* _Task to complete_: Read through the records below and copy each line that uses the word "yellow".

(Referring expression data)

↓↓↓

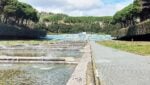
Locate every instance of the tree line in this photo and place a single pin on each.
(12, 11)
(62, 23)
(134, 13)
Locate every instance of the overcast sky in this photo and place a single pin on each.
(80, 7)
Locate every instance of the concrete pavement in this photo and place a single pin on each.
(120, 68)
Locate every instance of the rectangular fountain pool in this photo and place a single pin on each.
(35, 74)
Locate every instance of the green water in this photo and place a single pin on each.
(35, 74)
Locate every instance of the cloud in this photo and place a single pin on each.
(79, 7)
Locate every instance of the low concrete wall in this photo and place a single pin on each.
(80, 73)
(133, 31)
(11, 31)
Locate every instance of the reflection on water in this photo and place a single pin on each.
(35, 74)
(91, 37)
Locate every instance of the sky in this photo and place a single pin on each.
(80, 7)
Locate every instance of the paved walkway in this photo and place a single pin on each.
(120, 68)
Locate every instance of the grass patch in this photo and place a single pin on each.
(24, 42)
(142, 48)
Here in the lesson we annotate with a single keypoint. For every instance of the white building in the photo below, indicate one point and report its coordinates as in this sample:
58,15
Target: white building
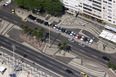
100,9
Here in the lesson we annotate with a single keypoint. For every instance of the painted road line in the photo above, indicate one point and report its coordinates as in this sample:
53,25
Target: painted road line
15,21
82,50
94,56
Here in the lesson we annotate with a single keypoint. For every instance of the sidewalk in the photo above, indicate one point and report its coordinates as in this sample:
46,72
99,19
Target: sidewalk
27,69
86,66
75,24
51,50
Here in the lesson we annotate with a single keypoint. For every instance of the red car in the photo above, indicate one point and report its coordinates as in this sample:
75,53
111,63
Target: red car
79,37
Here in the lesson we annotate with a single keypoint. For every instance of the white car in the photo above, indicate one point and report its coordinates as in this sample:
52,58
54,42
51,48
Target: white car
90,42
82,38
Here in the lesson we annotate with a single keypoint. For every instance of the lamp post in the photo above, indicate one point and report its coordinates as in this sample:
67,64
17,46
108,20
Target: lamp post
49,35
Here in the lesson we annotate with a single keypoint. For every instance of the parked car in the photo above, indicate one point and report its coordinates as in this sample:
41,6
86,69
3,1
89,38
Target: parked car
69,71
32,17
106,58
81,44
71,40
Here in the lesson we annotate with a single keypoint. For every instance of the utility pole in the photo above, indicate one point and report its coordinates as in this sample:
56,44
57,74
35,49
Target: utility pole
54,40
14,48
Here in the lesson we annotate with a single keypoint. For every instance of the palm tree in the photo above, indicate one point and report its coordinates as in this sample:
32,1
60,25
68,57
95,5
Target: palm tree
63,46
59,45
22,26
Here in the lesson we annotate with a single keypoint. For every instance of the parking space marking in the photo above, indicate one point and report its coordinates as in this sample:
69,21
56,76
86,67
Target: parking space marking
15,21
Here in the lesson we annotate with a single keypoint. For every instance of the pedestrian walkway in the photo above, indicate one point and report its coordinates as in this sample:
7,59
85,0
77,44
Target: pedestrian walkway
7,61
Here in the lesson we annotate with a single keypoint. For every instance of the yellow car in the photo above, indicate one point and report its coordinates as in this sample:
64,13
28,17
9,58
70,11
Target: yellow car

↑↑↑
↓↓↓

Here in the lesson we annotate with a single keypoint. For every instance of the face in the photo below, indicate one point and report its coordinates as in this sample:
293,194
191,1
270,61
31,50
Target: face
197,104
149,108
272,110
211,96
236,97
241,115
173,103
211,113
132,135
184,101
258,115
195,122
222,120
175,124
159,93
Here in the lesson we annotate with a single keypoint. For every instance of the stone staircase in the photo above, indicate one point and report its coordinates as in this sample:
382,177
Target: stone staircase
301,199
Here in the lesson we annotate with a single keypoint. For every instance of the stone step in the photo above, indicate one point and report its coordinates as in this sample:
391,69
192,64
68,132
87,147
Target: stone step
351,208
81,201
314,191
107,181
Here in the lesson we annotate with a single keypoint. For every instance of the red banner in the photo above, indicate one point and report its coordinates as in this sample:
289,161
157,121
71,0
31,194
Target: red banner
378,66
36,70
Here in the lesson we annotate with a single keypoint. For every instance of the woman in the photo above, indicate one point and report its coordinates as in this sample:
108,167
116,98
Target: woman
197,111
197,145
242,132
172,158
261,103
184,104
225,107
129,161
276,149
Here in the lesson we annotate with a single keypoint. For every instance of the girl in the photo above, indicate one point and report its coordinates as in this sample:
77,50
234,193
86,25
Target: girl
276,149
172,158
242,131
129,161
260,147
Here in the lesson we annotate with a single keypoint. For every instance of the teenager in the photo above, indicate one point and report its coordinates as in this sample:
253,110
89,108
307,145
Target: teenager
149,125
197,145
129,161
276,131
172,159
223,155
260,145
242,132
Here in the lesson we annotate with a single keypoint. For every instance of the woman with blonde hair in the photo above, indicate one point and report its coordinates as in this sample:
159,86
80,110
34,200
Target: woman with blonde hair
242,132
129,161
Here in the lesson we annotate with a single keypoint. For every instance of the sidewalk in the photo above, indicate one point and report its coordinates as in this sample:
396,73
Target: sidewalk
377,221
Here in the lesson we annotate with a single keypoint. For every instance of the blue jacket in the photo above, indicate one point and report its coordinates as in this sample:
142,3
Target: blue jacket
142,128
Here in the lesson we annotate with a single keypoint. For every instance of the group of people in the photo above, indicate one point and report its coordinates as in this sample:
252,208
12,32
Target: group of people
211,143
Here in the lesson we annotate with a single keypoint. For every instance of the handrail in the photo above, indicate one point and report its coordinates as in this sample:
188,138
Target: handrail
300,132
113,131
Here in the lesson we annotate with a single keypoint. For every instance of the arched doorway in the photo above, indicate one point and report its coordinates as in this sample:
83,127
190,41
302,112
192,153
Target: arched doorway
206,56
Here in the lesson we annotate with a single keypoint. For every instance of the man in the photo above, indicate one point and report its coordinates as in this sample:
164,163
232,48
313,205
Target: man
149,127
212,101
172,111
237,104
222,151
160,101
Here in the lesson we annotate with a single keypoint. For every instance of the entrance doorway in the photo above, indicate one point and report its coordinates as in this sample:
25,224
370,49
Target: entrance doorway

↑↑↑

* _Response below_:
Here in the lesson we annotate with a single keypoint. For every instance of the yellow car in the photo above, indicate one point and report its coordinates as in this sample:
Target: yellow car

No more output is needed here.